In human evolution, Bellah believes, it has historically been religion that provided the major occasions of serious play. Even from a strictly secular point of view, such occasions were not escapist or fantasy based. Ritual enabled something profoundly true to be apprehended: “the creative and transformative power of society itself”.

The capacities for religious play evolved over time and not all at once. Gesture – saying something by bodily acting it out – came first. Myth and narrative – organising one’s understanding of oneself as an unfolding story – came second. The capacity to see and speak of the demands of ethics as separate from those of society developed last, in a burst of human creativity spanning China, India, Ancient Greece and Israel during the Axial Age of the first millennium BCE.

Bellah calls this newfound “theoretic” capacity a breakthrough in human history because it enabled solidarity and empathy to be reconceived in universal terms. It opened a space where doubts about life’s daily grind, paradoxes and compulsions could be subjected to systemic critique. It did not eliminate gesture and myth but gave them a new iconic and poetic power.

The account, while encompassing world history, stops 2000 years ago but helps us understand Good Friday. It alerts us, first, against simplifying the processions into any simple single meaning. It is in the nature of such play that it has, condensed within it, several superimposed meanings at the various levels of gesture, storytelling and ethical reflection.

The processions’ sequence brings together in the streets a “theoretic” tradition of biblical interpretation, which dates back to the early Church, and Hollywood’s mythological epics. The stories told encompass those in the Bible, those we tell each other about where we think our society is going and those we tell ourselves when we come to terms with suffering and loss of innocence.

The stately walk of the centurions, the funeral marches of the band clubs, the mask-like, far-seeing gravity of Moses (or Abraham or Barabbas...) and the out-of-frame nod when he acknowledges a spectator’s wave... this mix of sacred and profane, of Russell Crowe and piety, of training and mystery... can only be brought into a single frame by serious play.

It’s not child’s play. The history of our species leaps within us when we hear the first drum roll.

- _What you are asked to do_: Condense the paragraph of the passage above that begins "The capacities for religious play" into a short bulleted list of its main facts.

- _Excerpted records_:
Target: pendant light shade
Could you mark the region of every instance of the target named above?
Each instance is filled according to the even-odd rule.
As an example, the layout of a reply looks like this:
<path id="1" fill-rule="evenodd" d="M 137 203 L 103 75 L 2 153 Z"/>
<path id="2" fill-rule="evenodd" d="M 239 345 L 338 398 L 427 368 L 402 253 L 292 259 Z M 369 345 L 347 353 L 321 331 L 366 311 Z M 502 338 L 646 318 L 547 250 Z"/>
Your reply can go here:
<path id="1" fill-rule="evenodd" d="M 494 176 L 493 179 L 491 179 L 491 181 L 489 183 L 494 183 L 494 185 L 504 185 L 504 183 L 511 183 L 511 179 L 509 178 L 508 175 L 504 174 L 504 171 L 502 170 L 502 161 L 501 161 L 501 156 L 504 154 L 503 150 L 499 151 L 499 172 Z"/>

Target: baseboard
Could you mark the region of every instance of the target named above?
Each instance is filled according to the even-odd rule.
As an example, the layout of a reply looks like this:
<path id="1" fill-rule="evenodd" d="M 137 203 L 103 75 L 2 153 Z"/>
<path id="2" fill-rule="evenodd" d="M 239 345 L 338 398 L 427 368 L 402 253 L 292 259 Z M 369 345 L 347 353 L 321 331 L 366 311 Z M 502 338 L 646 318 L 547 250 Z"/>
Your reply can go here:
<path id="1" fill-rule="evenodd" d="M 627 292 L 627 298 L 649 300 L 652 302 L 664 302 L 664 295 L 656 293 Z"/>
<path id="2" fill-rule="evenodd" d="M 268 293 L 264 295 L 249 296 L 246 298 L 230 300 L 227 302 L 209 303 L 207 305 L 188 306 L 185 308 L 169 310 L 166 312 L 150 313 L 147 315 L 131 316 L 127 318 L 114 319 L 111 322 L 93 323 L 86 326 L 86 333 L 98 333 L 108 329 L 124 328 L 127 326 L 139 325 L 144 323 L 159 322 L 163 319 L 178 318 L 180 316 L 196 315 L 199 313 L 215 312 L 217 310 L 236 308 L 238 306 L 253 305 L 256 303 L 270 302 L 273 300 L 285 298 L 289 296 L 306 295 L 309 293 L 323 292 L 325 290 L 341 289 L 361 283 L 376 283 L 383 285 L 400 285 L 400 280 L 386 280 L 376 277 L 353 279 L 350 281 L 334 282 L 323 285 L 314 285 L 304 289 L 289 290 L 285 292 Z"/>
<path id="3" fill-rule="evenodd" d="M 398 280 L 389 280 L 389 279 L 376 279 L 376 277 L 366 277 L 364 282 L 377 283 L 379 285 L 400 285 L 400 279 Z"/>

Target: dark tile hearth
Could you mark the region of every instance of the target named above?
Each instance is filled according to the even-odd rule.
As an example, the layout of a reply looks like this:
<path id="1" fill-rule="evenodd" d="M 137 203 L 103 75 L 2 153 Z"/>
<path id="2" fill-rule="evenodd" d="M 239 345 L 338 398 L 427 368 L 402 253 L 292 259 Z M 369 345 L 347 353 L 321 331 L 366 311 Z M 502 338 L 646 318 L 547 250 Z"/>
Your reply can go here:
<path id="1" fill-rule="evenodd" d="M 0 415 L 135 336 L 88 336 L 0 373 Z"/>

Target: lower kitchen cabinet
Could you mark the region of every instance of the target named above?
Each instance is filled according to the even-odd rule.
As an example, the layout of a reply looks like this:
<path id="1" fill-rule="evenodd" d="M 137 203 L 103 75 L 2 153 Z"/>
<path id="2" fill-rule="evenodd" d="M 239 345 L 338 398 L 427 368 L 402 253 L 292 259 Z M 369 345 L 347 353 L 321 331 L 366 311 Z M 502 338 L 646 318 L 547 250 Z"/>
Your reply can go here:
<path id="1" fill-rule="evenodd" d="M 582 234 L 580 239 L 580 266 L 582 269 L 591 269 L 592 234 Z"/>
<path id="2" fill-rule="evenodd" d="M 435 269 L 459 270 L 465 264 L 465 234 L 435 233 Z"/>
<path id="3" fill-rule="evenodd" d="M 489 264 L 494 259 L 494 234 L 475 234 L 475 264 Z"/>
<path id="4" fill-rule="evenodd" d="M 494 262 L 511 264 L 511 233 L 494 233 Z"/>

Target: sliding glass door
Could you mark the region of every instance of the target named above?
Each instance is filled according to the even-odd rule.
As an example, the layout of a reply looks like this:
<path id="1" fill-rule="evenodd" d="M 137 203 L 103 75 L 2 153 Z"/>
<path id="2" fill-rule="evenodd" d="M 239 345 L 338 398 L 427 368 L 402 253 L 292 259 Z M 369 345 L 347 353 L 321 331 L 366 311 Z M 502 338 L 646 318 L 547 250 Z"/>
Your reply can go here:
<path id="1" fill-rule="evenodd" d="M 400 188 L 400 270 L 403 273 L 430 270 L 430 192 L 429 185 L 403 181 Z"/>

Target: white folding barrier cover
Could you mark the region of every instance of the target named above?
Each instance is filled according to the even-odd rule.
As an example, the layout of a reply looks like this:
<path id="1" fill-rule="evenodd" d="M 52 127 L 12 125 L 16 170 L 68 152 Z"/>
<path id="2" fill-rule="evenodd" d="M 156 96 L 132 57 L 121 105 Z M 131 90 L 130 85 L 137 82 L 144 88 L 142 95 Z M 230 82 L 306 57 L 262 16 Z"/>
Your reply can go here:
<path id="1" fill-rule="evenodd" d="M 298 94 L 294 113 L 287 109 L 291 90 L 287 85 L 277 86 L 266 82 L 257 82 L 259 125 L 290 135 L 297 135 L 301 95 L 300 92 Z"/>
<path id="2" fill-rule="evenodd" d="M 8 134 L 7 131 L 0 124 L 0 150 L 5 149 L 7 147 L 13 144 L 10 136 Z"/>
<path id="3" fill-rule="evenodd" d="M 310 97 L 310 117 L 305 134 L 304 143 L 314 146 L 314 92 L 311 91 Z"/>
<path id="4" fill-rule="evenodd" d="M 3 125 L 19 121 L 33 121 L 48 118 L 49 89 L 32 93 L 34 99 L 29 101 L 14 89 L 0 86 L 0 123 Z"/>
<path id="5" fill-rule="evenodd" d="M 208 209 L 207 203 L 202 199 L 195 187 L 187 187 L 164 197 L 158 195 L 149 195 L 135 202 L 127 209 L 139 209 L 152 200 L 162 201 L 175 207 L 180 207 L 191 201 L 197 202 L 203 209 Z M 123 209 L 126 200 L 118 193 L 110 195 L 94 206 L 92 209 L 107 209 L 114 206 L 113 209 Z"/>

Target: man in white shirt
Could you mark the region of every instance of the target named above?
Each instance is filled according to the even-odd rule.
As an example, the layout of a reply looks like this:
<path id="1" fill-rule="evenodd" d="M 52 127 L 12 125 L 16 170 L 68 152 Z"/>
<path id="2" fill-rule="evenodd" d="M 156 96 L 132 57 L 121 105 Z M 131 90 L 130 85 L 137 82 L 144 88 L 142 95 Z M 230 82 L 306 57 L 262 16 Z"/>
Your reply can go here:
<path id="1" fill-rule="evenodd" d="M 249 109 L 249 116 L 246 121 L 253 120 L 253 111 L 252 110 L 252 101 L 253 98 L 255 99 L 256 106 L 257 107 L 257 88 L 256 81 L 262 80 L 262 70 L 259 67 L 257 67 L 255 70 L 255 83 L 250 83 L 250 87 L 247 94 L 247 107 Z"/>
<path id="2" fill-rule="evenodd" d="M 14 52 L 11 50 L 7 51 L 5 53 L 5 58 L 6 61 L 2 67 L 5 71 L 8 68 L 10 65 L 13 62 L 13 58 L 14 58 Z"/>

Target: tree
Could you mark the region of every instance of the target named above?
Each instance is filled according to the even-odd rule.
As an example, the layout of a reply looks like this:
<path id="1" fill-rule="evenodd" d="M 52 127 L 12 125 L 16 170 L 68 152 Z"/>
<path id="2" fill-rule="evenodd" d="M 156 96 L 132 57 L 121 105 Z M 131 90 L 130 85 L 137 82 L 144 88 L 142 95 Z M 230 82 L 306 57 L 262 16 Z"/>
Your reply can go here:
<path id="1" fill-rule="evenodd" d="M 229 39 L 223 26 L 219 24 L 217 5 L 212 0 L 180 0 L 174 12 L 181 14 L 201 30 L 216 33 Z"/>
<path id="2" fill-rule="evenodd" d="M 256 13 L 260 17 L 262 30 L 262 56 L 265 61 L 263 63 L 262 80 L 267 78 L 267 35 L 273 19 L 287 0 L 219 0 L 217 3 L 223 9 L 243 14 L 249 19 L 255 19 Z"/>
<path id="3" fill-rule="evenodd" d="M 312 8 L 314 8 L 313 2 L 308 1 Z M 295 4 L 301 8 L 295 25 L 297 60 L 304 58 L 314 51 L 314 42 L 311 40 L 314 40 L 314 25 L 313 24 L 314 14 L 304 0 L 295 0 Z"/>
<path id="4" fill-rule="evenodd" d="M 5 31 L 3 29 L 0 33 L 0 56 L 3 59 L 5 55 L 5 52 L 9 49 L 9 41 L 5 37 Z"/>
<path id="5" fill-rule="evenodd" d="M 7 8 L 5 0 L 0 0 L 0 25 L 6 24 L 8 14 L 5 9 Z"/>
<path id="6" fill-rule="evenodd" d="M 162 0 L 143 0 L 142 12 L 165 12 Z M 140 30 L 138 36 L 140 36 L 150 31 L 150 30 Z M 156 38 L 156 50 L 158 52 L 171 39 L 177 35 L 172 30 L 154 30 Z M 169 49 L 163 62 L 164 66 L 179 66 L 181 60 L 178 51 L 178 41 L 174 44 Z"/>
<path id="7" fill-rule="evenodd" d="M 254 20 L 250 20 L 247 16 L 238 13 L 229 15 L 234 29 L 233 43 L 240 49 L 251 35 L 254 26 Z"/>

- _Output_:
- The capacities for religious play evolved gradually, not all at once.
- First came gesture: saying something by acting it out with the body.
- Second came myth and narrative: understanding oneself as an unfolding story.
- Last came the ability to see and speak of ethical demands as separate from society's. It emerged in a burst of creativity across China, India, Ancient Greece and Israel during the Axial Age of the first millennium BCE.